+++ DATA SHOWN +++

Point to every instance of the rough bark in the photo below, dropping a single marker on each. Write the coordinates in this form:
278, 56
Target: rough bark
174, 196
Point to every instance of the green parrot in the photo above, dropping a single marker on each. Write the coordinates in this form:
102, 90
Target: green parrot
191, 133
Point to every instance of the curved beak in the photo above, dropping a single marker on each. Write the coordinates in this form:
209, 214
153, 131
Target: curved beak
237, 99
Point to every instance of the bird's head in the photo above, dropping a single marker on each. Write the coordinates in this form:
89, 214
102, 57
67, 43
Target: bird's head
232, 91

+++

» **EXERCISE DESCRIPTION**:
Line by line, retype all of the entries.

» **OUTPUT BELOW**:
Point to every instance of the rough bark in the photo below, dropping a single marker on each. Write the coordinates in this form:
278, 56
Target: rough bark
174, 196
Point to every instance of the green parrot in the photo above, dropping a single marker on each. Write the coordinates in this form:
102, 90
Target: green parrot
191, 133
Point to every instance of the curved beak in the photo above, dropping a single marker on each. Write the coordinates in this form:
209, 214
153, 131
Target: curved beak
237, 99
Point to every instance of the bird's head in the photo above, dropping a single marker on each. Write the coordinates in this form:
89, 214
102, 57
67, 43
Target: bird's head
232, 91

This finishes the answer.